MATERIAL FOR THIS EXERCISE:
____

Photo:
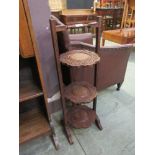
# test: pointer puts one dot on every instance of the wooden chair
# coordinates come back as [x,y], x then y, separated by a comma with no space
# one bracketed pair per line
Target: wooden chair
[128,19]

____

INSTRUCTIONS FOR THE TASK: Convert the entries above into a two-column CSV with the headers entry_text and answer, one row per entry, putting each field in double quotes and replacing any line breaks with spaces. Leave the pictures out.

SOLVED EXERCISE:
entry_text,answer
"Photo: # test: pointer puts one dot on every instance of the wooden chair # coordinates come back as [x,y], x then y, separated by a comma with no space # one bracketed pair per line Target: wooden chair","[128,19]"